Exercise: Without including any picture, write out the entries exactly as they stand.

** Data provided follows **

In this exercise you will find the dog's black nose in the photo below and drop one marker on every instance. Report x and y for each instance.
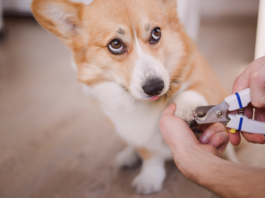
(153, 86)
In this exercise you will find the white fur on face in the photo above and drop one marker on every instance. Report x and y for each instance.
(146, 67)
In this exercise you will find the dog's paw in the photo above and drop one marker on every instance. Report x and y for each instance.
(150, 180)
(127, 157)
(186, 103)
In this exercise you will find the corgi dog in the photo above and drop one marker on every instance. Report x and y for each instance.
(136, 59)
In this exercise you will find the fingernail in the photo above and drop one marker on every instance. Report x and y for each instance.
(204, 139)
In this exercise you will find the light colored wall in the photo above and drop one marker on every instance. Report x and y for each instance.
(229, 8)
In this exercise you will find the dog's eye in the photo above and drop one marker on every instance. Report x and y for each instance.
(155, 35)
(116, 47)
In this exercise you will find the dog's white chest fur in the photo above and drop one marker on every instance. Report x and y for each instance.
(135, 121)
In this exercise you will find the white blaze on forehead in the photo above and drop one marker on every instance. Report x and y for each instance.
(87, 2)
(146, 67)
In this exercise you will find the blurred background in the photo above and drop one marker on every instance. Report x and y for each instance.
(56, 142)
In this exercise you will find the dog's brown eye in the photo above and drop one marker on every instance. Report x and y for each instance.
(155, 35)
(116, 47)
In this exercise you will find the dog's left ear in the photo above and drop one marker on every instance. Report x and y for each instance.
(61, 17)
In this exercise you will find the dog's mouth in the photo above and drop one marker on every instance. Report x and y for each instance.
(153, 98)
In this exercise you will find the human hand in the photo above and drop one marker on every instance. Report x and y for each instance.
(184, 145)
(254, 77)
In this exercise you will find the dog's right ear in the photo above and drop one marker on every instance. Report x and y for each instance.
(61, 17)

** End of Data provided **

Solution to this problem:
In this exercise you will find the dog's black nose in the photo below and drop one marker on every instance. Report x and y for each instance.
(153, 86)
In this exercise you will find the white fur on face in the photo above and drop one marker on every instance. Report x and y for each instance.
(146, 67)
In this exercise you will find the dog's paw in the photo above and drop one marker on every instance. Report x and y for each instance.
(150, 180)
(127, 157)
(186, 103)
In this exercise you will find the corgi dog in the photo above and drop one marker on every instance. Report x and y for each instance.
(136, 59)
In this exercise you will find the fingernail in the photo above and drop one marker on every instance. Report x and y for each instance.
(204, 139)
In this exercise you will find the light colored wall in the photo above and drop one marker on every instance. Report x and y for each instance.
(229, 8)
In this exercise you will find the dog's eye in the photo above and drop one marker on every instance. Report x and y for each instance.
(155, 35)
(116, 47)
In this exercise you will find the dog's white chest fur in the photo above and drop one marker on every instance. Report x and y for each instance.
(135, 121)
In this exercise you will find the white blaze on forehead in the photo above and drop one marker on every instance. Report x and y for each instance.
(87, 2)
(146, 67)
In this exercise you will find the blurred background in the photo above and drop one marker on every instance. Report x and y for each instance.
(56, 142)
In this exercise you will find the dog's brown eye in the photo above and drop one marker on every instance. Report x and y for each instance.
(155, 35)
(116, 47)
In this exercise you will find the dog's left ear in the photo above and drop one marker on every instance. Report x and y for each instance.
(61, 17)
In this exercise you will find the dog's mouth in the photo above and drop one marker on every instance. Report x and y for each instance.
(153, 98)
In this exercise you will find the human hand in the photo above and drop one marker on every instance. Report x and y for each instance.
(184, 145)
(254, 77)
In this exercise you will find the dog's right ear in the photo above and drop one marker on every instance. Report x and y for each instance.
(61, 17)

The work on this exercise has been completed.